Task to complete → Rewrite the rows below as a numbered list, beginning with the line containing "horse's knee, that" and running through the final row, both ends included. Skip any blank lines.

..........

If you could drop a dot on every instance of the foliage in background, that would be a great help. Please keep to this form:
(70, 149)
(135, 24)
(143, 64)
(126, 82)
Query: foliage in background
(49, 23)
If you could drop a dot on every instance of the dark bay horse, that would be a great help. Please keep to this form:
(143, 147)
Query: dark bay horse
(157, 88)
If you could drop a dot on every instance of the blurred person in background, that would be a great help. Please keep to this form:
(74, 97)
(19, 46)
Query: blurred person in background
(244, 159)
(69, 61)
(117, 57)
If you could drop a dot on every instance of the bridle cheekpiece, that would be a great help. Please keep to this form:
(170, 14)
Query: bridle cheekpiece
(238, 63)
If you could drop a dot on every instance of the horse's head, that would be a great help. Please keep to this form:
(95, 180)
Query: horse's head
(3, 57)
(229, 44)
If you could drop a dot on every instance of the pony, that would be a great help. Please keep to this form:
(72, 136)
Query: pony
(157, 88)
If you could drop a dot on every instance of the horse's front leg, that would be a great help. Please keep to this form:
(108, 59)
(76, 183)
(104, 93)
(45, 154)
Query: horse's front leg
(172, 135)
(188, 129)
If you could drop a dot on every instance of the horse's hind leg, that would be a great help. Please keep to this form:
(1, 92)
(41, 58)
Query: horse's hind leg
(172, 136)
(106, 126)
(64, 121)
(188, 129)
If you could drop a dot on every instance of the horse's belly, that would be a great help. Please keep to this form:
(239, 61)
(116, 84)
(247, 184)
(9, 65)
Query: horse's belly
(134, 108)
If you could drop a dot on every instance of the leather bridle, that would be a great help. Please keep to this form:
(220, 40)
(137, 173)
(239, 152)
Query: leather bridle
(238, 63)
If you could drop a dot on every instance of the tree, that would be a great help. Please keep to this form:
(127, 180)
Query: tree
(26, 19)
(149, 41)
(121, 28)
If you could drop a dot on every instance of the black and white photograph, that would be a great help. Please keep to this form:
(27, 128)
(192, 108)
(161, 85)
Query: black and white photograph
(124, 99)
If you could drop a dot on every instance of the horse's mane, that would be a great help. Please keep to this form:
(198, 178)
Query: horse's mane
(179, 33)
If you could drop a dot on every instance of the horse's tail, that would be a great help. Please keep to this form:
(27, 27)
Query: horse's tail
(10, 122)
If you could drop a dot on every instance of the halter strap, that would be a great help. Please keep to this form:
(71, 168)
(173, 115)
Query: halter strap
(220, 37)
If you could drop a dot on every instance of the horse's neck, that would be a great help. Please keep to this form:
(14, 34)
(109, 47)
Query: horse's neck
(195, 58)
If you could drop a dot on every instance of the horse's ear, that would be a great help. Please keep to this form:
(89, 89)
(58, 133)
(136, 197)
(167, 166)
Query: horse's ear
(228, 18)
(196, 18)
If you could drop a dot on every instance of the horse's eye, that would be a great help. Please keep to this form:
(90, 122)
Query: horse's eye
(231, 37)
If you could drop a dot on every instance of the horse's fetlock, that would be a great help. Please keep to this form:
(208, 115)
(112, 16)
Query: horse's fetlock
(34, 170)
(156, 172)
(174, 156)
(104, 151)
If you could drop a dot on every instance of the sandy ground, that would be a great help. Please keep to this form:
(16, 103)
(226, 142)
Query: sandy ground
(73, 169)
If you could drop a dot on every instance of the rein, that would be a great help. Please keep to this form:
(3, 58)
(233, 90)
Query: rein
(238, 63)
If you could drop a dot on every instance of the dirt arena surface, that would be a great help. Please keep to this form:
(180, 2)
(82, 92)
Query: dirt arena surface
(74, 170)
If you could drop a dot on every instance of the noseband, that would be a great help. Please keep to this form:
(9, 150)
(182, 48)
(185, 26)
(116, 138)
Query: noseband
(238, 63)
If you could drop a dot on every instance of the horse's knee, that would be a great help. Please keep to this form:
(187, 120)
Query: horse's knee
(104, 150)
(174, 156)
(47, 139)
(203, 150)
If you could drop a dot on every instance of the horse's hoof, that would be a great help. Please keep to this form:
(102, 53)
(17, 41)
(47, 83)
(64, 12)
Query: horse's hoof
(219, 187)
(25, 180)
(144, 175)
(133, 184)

..........

Complete response →
1. If you could drop a dot on every instance of the horse's knee, that would be a great help. Please keep to this form:
2. (187, 120)
3. Query: horse's knee
4. (104, 150)
5. (174, 156)
6. (47, 139)
7. (203, 150)
8. If you could drop a dot on every instance of the horse's hoof, that would be a great help. Please keep to this form:
9. (102, 53)
10. (17, 41)
11. (47, 83)
12. (64, 12)
13. Query: horse's hoof
14. (219, 187)
15. (25, 180)
16. (144, 175)
17. (133, 184)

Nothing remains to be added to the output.